** BEGIN RECORDS SHOWN **
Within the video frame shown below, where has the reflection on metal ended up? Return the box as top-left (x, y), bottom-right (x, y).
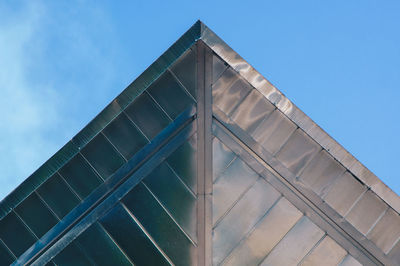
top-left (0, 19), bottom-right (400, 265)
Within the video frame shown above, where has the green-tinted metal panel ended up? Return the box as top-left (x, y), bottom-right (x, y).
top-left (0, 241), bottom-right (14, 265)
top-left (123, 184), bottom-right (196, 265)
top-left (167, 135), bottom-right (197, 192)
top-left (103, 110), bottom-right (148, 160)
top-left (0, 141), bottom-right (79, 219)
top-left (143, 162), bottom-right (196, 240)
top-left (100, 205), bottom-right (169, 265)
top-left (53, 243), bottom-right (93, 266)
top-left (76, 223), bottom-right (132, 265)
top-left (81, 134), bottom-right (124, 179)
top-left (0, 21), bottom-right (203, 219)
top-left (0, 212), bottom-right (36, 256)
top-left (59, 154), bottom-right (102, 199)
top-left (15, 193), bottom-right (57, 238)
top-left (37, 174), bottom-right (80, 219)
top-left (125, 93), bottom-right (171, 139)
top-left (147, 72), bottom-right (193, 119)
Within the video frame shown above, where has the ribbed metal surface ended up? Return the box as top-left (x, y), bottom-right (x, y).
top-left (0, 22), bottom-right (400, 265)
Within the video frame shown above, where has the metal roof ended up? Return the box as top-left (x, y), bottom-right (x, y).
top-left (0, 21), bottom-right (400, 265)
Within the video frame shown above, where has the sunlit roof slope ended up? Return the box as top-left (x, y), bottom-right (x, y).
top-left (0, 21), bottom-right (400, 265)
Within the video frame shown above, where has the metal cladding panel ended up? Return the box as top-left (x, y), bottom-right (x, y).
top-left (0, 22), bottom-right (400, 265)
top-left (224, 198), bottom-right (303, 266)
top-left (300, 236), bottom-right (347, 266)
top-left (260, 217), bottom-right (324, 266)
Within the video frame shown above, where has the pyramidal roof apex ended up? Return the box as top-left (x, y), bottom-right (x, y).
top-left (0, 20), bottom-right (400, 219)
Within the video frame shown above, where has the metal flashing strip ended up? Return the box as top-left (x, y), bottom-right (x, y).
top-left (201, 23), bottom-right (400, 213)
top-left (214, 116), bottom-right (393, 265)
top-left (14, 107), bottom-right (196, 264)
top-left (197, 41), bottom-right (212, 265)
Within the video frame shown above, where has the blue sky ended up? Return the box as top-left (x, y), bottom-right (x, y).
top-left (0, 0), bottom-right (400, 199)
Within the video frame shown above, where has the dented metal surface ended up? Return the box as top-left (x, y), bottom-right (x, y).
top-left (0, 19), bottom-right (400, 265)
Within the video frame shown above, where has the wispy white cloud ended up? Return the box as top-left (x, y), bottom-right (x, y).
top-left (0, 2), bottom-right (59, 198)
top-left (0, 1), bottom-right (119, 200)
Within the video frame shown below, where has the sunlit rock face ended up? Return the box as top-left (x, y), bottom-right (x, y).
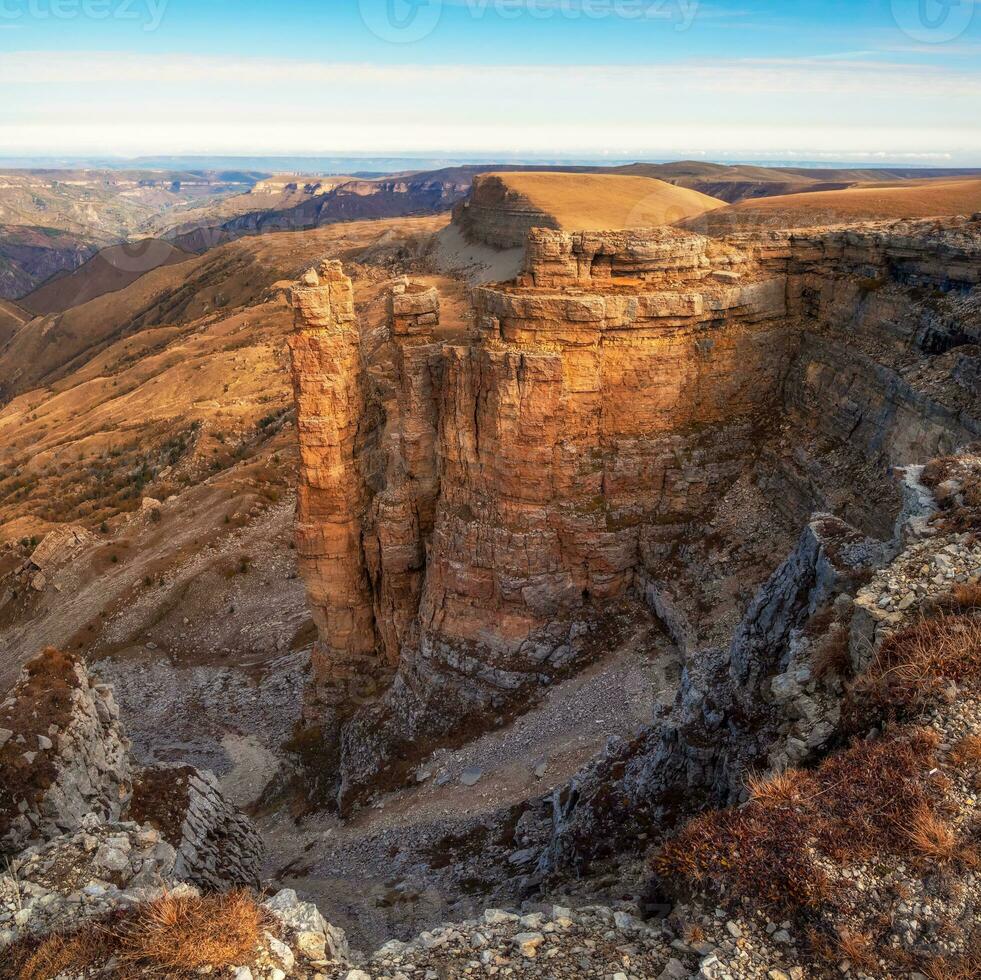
** END RECORDS SHOWN **
Rewrite all of the rows above as a numbered list, skipping any blank lines. Leave the pictures out of your answer.

1. Within the video frame shown below, where has the reflection on metal ended up? Return the box as top-left (x, y), bottom-right (x, y).
2. top-left (0, 19), bottom-right (400, 265)
3. Within the video frame shown above, where has the green-tinted metal panel ended up? Return the box as top-left (x, y), bottom-right (x, y).
4. top-left (0, 241), bottom-right (14, 265)
5. top-left (123, 184), bottom-right (196, 265)
6. top-left (167, 135), bottom-right (197, 192)
7. top-left (103, 110), bottom-right (148, 160)
8. top-left (0, 141), bottom-right (79, 219)
9. top-left (143, 162), bottom-right (196, 240)
10. top-left (100, 205), bottom-right (169, 265)
11. top-left (53, 243), bottom-right (93, 266)
12. top-left (76, 223), bottom-right (132, 265)
13. top-left (81, 134), bottom-right (124, 179)
14. top-left (0, 21), bottom-right (203, 219)
15. top-left (0, 212), bottom-right (36, 256)
16. top-left (59, 154), bottom-right (102, 199)
17. top-left (15, 193), bottom-right (57, 238)
18. top-left (37, 174), bottom-right (80, 219)
19. top-left (125, 93), bottom-right (171, 139)
20. top-left (147, 72), bottom-right (193, 119)
21. Within the video frame shown above, where has the ribbed metal surface ended up? Return the box as top-left (x, y), bottom-right (x, y).
22. top-left (0, 22), bottom-right (400, 265)
23. Within the video frame shown above, where has the metal roof ended up? Return the box as top-left (x, y), bottom-right (x, y).
24. top-left (0, 21), bottom-right (400, 265)
25. Within the video frame shown above, where has the sunlit roof slope ended up? Return the box as top-left (x, y), bottom-right (x, y).
26. top-left (0, 21), bottom-right (400, 265)
27. Within the video frame shown above, where has the metal cladding panel ended up? Return the box as top-left (x, y), bottom-right (x, y).
28. top-left (0, 22), bottom-right (400, 265)
29. top-left (224, 198), bottom-right (303, 266)
30. top-left (300, 236), bottom-right (347, 266)
31. top-left (260, 217), bottom-right (324, 266)
32. Within the video frame shown above, where has the pyramidal roof apex ended up? Return the box as top-left (x, y), bottom-right (x, y).
33. top-left (0, 20), bottom-right (400, 219)
34. Within the video frame shown above, where has the metal flashing strip ended up? Return the box as top-left (x, y), bottom-right (x, y).
35. top-left (201, 23), bottom-right (400, 213)
36. top-left (214, 116), bottom-right (393, 265)
37. top-left (14, 107), bottom-right (196, 264)
38. top-left (197, 41), bottom-right (212, 265)
39. Within the video frame shown above, where has the blue sky ended up? Return the box as top-left (x, y), bottom-right (x, y).
40. top-left (0, 0), bottom-right (400, 199)
41. Within the video frame shown above, where has the dented metal surface ended up? Return the box as top-left (x, y), bottom-right (x, y).
42. top-left (0, 19), bottom-right (400, 265)
43. Within the video frame shown above, where has the wispy white cloud ended up? Return the box as top-left (x, y), bottom-right (x, y).
44. top-left (0, 2), bottom-right (59, 198)
45. top-left (0, 1), bottom-right (119, 200)
46. Within the video frame shown below, where has the sunlit rock face ended up? Return the box as top-left (x, y), bottom-right (x, y).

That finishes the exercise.